Start of Block
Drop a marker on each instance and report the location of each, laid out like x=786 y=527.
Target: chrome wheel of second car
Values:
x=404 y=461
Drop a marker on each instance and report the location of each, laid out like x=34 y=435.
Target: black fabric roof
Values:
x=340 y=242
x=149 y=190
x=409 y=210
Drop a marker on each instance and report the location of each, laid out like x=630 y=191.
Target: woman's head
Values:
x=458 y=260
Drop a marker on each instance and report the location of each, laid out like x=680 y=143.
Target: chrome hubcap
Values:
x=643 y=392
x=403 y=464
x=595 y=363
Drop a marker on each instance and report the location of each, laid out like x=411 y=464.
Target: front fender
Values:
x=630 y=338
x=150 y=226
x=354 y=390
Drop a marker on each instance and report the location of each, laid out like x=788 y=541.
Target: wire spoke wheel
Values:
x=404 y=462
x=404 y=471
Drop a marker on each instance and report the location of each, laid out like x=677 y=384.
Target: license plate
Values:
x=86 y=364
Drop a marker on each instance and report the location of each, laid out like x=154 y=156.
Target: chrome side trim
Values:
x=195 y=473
End of Block
Start of Block
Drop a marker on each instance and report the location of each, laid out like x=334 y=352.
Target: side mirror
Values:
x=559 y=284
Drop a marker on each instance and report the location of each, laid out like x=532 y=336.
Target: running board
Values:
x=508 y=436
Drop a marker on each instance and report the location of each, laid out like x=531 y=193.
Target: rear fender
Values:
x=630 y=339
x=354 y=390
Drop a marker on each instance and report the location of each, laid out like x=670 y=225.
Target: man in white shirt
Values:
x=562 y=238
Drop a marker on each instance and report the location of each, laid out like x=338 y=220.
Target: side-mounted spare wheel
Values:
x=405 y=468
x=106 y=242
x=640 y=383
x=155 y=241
End of Block
§ TO DO:
Pull out all lines from the entries above in which the word "side" appears.

§ YOUR RESPONSE:
Target: chrome side trim
Target: side mirror
Target: side-mounted spare wheel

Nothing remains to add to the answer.